• WHAT YOU HAVE TO DO
A faithful copy of all the data below, please; leave no line out.

• GIVEN RECORDS

· · · ·

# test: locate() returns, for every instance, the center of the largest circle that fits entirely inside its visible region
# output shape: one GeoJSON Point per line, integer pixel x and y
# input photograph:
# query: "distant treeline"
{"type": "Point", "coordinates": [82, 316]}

· · · ·

• ANSWER SECTION
# test: locate() returns, for every instance, the center of the largest circle that fits entirely inside its visible region
# output shape: one GeoJSON Point per line, integer pixel x and y
# input photograph:
# query: "distant treeline"
{"type": "Point", "coordinates": [82, 316]}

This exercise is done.